Herlinda Santiago Martínez, jornalera agrícola migrante del estado de Guerrero, sufrió un accidente en la empresa donde laboraba en San Quintín, en Baja California. Se fracturó el fémur. Estuvo durante 13 días en una clínica del IMSS esperando que la atendieran. Lo único que le dieron fue paracetamol. Ella y su familia decidieron que era mejor salirse de ese hospital. Regresaron al campamento de la empresa agrícola donde vivía, pero en lugar de ayudarla, la echaron.
Ahora está sin trabajo, sin medios para regresar al estado donde reside y hacinada en el cuarto que renta una de sus paisanas de Guerrero, quien la alojó ahí cuando la empresa para la que trabajaba le cerró la puerta.
La jornalera agrícola no habla español, señala Cristina Solano, activista e integrante de la Asociación de Mediadores Bilingües Interculturales y quien está acompañando el caso de Herlinda. “La empresa lo sabía y así la dejaron en la clínica, donde no había un intérprete que la ayudara a entender. Después nunca fueron a verificar si tenía o no una buena atención. La abandonaron ahí y estuvo 13 días solo con paracetamol para el dolor. Después, encima de todo eso, la echaron del campamento donde vivía y al día siguiente le fueron a entregar un finiquito de solo 3 mil pesos”.

***

Tarea asignada — Transcribe completo el texto anterior sobre la jornalera Herlinda Santiago Martínez, palabra por palabra y sin alterar nada.

***

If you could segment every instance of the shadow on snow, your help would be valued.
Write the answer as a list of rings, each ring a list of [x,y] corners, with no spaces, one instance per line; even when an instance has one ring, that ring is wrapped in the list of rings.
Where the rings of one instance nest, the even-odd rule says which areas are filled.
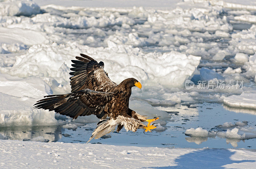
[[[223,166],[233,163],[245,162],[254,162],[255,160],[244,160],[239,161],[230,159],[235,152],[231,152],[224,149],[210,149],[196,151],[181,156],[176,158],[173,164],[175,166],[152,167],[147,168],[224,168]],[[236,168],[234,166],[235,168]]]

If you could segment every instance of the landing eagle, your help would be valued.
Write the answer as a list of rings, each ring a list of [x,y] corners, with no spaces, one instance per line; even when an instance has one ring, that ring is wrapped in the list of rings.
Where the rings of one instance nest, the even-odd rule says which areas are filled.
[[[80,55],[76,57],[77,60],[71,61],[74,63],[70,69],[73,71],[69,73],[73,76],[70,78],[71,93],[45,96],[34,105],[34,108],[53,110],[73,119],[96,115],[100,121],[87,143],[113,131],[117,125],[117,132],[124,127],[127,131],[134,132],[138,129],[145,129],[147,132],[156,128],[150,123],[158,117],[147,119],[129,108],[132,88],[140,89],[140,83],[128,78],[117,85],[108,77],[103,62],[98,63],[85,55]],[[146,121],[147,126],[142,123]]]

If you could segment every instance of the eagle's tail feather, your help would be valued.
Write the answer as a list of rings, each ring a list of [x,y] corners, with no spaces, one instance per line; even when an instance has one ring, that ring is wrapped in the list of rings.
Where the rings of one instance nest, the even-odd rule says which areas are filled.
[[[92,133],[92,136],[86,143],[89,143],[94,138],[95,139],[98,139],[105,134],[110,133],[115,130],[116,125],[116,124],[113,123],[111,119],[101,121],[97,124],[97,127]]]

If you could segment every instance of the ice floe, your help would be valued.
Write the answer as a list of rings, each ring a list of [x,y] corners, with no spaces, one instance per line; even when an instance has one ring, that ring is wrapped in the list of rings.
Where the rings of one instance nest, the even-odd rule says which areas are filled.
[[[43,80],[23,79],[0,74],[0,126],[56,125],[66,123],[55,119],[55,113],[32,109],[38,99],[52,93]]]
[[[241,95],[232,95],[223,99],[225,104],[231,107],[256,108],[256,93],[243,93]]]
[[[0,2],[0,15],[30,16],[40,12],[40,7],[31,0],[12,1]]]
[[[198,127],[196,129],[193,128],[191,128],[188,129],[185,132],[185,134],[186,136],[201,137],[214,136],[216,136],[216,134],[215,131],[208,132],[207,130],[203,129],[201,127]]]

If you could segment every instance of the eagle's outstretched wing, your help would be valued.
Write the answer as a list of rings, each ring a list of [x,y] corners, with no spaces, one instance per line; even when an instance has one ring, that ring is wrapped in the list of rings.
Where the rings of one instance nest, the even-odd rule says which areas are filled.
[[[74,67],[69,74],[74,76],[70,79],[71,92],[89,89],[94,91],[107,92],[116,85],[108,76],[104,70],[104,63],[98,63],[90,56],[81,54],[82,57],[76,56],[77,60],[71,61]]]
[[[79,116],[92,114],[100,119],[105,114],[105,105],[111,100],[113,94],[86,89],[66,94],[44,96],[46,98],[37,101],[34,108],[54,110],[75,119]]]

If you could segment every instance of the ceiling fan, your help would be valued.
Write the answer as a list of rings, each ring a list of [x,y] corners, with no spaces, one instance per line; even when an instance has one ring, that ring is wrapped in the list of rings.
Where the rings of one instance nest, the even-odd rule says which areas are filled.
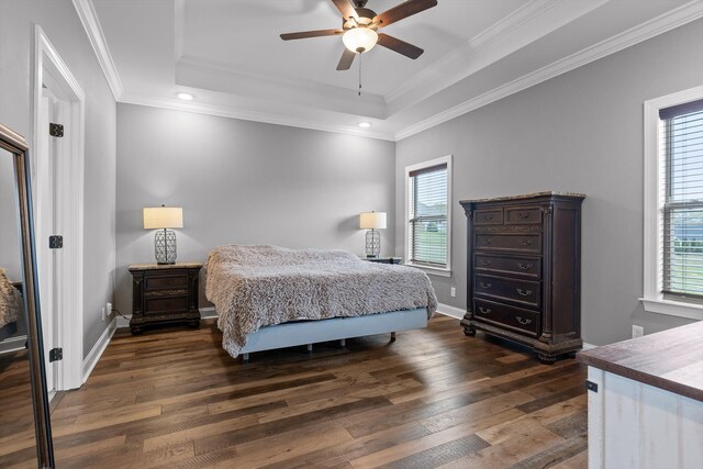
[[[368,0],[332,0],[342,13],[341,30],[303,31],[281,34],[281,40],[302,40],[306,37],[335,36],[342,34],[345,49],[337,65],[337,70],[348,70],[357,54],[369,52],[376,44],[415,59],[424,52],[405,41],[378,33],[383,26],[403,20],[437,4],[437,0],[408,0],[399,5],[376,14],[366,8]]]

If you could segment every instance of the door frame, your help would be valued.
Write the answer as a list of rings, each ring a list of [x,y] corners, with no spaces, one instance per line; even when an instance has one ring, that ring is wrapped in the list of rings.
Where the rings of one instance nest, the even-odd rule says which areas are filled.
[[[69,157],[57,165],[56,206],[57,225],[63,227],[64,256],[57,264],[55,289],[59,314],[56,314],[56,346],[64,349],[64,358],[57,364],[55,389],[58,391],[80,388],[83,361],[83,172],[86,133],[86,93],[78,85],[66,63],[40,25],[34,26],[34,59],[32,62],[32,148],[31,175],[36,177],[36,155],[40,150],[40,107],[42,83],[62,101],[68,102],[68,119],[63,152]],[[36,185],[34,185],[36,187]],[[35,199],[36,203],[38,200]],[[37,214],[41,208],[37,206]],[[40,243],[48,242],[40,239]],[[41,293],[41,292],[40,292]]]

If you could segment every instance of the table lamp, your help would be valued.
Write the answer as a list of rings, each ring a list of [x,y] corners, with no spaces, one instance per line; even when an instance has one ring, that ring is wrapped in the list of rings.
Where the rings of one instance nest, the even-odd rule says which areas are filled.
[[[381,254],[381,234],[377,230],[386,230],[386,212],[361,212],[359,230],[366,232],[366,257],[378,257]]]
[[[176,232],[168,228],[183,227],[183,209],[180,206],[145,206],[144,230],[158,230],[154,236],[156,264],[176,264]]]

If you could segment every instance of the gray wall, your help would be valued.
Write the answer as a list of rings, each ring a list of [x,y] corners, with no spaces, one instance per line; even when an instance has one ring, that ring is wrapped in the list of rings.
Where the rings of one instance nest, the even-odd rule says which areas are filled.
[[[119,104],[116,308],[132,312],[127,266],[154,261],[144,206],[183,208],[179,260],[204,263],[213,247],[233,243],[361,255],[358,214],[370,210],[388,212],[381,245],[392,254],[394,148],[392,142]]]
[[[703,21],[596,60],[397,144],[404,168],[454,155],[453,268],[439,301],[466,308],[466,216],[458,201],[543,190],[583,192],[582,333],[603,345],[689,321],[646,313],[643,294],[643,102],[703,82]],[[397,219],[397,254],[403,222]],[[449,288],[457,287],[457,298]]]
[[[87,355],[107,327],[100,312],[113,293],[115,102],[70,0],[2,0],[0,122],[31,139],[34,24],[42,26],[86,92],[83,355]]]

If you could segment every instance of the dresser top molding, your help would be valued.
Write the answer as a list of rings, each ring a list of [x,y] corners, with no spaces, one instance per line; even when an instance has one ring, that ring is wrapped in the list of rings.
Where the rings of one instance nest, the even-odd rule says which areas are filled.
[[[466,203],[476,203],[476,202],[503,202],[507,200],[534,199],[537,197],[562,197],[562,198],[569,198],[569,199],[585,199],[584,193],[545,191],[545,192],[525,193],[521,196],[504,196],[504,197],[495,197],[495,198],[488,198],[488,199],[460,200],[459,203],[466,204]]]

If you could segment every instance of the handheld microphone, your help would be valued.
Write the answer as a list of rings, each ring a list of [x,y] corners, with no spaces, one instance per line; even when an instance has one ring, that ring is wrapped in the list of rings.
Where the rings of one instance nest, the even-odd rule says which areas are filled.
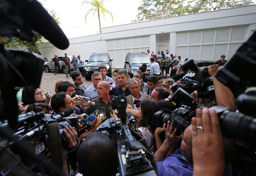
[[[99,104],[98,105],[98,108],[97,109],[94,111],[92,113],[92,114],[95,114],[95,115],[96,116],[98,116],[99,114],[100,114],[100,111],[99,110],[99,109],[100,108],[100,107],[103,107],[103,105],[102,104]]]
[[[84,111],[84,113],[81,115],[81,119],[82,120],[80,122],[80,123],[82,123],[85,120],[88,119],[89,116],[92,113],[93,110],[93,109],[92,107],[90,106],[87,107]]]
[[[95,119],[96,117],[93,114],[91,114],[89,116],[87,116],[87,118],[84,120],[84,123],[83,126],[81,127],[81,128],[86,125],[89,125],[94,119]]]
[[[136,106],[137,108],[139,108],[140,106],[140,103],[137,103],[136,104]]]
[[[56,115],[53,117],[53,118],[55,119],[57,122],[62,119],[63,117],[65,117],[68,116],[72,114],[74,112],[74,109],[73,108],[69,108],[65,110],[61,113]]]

***

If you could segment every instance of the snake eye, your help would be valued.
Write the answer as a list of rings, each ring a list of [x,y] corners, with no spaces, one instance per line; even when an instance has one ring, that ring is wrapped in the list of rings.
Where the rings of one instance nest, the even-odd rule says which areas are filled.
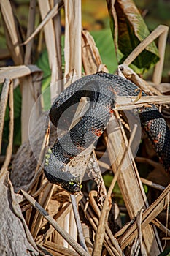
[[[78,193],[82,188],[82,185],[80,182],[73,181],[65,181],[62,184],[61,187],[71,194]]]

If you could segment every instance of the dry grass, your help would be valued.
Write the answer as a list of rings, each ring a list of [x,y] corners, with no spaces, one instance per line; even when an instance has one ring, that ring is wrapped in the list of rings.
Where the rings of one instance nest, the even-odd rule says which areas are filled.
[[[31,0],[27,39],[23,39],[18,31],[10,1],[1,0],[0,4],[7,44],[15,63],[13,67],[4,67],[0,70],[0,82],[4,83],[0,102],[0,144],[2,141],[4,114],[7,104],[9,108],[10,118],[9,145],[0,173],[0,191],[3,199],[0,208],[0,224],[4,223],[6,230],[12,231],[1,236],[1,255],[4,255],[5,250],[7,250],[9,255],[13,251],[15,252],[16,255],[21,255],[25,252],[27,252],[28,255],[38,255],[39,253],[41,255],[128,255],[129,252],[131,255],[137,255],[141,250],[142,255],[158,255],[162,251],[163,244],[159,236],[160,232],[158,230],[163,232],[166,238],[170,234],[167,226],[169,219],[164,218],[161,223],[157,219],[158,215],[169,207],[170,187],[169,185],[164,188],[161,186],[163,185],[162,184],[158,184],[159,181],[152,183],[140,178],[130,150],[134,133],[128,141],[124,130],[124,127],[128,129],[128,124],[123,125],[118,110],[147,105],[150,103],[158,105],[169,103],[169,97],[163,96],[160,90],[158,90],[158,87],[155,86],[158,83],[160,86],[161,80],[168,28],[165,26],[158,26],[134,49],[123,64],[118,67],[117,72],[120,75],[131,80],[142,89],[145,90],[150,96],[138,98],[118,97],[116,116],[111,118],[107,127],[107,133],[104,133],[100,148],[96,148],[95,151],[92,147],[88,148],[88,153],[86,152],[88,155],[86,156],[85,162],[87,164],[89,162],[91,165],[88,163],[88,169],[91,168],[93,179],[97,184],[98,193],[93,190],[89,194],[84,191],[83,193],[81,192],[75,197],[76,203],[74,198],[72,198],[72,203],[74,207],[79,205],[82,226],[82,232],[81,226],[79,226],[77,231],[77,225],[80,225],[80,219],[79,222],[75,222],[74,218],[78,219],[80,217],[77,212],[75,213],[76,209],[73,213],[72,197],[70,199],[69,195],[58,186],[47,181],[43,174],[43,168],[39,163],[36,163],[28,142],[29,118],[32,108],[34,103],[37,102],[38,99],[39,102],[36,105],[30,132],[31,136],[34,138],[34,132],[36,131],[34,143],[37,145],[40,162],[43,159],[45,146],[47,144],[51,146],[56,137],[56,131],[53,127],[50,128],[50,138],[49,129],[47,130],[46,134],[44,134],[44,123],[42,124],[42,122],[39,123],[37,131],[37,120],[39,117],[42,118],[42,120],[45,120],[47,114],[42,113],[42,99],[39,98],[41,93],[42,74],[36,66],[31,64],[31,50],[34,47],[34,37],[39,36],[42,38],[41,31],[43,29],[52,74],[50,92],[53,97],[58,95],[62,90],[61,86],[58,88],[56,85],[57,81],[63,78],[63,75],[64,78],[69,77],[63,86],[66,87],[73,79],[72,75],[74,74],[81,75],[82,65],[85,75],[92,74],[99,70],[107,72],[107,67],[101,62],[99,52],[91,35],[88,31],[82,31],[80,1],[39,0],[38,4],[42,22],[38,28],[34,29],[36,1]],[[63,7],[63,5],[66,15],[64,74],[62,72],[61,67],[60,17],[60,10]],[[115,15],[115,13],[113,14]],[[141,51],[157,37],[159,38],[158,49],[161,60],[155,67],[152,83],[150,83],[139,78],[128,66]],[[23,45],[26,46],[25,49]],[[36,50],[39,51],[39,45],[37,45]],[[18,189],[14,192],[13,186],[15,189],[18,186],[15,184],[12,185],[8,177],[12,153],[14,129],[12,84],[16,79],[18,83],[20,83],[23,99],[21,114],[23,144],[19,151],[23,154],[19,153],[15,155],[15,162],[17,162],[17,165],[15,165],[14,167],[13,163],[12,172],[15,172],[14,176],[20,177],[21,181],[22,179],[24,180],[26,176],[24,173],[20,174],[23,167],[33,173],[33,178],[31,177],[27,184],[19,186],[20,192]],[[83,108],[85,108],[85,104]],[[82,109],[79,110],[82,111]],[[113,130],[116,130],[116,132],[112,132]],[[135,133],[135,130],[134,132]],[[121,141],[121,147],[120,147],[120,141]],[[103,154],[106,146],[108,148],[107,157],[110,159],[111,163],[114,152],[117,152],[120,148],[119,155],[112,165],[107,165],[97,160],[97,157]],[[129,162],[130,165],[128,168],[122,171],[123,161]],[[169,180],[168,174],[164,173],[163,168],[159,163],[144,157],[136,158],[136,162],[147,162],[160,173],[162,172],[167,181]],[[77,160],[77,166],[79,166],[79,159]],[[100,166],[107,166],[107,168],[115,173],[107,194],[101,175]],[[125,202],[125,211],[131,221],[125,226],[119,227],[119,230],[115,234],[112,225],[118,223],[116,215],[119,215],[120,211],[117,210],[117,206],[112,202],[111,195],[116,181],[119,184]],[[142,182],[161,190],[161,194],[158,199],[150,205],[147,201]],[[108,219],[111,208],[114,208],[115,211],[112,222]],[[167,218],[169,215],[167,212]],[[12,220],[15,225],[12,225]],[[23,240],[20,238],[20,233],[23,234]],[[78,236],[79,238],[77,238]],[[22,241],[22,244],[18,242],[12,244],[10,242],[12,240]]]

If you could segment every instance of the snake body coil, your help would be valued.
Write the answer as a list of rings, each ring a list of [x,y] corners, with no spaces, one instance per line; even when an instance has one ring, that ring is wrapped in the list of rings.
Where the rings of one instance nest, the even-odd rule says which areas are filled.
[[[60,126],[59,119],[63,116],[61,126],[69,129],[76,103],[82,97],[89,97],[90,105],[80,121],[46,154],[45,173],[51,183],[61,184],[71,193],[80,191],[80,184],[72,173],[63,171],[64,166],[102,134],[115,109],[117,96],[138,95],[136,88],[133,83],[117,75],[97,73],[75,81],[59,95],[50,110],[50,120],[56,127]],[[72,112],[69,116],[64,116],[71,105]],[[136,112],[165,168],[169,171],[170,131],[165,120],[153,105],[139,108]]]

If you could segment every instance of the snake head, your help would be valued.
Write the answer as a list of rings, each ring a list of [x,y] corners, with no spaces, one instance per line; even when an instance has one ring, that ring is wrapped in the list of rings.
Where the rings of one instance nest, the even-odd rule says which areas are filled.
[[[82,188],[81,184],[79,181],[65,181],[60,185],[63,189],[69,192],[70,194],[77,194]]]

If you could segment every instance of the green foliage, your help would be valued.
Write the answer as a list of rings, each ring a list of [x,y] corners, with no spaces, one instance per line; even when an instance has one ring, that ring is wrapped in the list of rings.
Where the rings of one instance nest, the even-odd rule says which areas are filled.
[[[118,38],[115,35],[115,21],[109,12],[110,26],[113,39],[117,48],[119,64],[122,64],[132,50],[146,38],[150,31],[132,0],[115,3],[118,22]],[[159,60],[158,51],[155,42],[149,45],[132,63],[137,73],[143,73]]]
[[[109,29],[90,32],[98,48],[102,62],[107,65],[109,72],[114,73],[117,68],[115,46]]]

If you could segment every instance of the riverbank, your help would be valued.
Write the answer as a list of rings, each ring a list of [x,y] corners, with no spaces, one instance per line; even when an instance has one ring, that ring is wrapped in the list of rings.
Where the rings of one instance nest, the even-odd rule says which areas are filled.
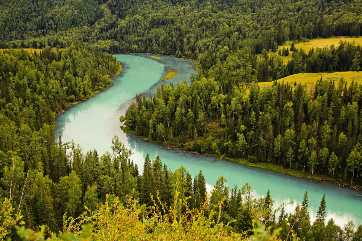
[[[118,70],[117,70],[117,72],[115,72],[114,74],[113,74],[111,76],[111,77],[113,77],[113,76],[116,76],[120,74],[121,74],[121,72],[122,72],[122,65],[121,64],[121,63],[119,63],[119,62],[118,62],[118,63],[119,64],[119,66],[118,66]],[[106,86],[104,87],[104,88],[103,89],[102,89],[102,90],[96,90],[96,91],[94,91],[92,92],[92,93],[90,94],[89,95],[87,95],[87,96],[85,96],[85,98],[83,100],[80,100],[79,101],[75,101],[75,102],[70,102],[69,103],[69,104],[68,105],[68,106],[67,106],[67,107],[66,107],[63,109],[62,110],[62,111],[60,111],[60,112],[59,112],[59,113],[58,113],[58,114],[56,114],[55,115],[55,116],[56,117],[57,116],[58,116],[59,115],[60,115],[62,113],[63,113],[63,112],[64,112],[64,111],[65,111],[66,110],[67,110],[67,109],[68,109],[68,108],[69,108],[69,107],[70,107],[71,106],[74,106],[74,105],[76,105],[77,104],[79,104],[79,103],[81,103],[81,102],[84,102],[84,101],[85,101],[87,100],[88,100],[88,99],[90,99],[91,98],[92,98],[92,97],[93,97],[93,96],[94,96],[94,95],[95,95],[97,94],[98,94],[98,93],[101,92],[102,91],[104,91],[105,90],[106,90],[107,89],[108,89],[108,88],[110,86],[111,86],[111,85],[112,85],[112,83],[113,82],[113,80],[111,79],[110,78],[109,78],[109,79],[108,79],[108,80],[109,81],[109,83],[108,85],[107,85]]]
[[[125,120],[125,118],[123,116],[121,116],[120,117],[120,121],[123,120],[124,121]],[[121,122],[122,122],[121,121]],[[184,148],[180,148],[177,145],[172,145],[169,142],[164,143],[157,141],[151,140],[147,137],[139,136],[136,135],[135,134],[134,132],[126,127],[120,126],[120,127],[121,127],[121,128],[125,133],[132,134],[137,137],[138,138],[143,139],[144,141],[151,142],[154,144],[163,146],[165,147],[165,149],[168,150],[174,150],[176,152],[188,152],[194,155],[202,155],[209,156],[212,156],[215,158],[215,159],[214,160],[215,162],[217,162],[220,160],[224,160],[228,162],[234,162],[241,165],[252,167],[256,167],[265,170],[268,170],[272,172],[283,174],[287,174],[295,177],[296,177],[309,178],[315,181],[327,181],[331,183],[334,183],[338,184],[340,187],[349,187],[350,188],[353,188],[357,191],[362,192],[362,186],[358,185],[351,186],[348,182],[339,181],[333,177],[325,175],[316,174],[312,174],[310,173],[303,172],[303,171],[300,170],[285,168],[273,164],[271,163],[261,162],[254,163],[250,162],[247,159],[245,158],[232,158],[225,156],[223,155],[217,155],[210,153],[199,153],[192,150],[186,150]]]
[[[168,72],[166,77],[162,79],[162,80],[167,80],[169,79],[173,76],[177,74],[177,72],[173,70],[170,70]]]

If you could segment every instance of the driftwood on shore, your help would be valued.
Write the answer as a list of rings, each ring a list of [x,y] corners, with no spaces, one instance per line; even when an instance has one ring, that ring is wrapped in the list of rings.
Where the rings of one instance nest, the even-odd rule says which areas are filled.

***

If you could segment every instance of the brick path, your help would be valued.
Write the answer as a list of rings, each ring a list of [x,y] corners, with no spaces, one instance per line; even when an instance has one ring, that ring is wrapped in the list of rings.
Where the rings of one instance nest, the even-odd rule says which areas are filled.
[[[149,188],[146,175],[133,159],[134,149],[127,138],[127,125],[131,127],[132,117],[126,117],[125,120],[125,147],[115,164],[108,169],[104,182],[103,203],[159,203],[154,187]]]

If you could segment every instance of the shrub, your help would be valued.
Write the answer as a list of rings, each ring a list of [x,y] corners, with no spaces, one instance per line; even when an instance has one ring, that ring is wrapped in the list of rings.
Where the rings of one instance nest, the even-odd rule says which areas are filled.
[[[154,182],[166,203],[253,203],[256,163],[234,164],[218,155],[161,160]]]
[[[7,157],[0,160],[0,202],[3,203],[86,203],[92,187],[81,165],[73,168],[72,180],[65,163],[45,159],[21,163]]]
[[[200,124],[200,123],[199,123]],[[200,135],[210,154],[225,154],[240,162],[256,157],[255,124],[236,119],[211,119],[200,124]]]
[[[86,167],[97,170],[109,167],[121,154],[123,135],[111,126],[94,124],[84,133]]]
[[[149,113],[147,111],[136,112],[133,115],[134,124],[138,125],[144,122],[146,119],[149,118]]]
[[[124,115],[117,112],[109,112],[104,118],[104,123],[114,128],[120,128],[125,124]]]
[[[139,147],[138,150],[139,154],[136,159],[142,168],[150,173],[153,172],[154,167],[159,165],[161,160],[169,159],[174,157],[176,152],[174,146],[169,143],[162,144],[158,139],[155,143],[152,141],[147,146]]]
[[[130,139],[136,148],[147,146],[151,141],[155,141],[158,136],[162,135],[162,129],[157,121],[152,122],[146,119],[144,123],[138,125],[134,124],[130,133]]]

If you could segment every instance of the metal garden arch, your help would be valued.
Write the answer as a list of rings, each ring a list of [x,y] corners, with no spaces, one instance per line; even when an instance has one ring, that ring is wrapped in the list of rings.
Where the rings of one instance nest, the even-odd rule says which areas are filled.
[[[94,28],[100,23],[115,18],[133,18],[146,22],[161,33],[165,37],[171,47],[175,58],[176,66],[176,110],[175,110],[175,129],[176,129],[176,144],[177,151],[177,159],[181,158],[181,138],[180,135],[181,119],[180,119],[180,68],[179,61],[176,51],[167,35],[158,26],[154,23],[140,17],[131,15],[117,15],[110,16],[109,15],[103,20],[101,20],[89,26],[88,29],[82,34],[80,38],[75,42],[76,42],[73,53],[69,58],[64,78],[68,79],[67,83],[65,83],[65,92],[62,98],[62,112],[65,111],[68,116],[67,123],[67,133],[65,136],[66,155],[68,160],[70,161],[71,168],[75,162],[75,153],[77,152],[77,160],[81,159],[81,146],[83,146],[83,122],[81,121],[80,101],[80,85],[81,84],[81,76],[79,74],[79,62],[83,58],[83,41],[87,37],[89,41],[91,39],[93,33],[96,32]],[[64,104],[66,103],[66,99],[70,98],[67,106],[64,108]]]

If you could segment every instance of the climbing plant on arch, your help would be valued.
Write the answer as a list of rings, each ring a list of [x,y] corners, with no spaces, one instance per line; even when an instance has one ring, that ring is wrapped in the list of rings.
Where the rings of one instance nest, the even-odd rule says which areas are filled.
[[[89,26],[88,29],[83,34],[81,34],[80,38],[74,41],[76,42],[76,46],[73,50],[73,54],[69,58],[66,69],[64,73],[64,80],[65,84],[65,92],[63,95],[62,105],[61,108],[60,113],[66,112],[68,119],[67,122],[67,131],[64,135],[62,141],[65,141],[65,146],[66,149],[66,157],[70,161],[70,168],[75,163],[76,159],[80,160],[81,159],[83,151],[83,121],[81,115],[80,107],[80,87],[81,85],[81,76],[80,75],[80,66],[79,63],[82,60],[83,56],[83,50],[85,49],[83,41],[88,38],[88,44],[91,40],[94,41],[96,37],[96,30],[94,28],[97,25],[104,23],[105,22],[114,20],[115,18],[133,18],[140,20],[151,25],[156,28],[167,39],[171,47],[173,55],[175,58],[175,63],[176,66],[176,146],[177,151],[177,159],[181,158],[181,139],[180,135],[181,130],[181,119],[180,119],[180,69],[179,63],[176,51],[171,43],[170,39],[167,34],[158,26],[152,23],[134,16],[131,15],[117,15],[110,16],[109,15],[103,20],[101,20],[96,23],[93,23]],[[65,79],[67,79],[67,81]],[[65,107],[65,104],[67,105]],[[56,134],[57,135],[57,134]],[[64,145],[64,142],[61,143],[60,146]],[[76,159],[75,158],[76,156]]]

***

Resultado obtenido —
Herlinda Santiago Martínez, jornalera agrícola migrante del estado de Guerrero, sufrió un accidente en la empresa donde laboraba en San Quintín, en Baja California. Se fracturó el fémur. Estuvo durante 13 días en una clínica del IMSS esperando que la atendieran. Lo único que le dieron fue paracetamol. Ella y su familia decidieron que era mejor salirse de ese hospital. Regresaron al campamento de la empresa agrícola donde vivía, pero en lugar de ayudarla, la echaron.
Ahora está sin trabajo, sin medios para regresar al estado donde reside y hacinada en el cuarto que renta una de sus paisanas de Guerrero, quien la alojó ahí cuando la empresa para la que trabajaba le cerró la puerta.
La jornalera agrícola no habla español, señala Cristina Solano, activista e integrante de la Asociación de Mediadores Bilingües Interculturales y quien está acompañando el caso de Herlinda. “La empresa lo sabía y así la dejaron en la clínica, donde no había un intérprete que la ayudara a entender. Después nunca fueron a verificar si tenía o no una buena atención. La abandonaron ahí y estuvo 13 días solo con paracetamol para el dolor. Después, encima de todo eso, la echaron del campamento donde vivía y al día siguiente le fueron a entregar un finiquito de solo 3 mil pesos”.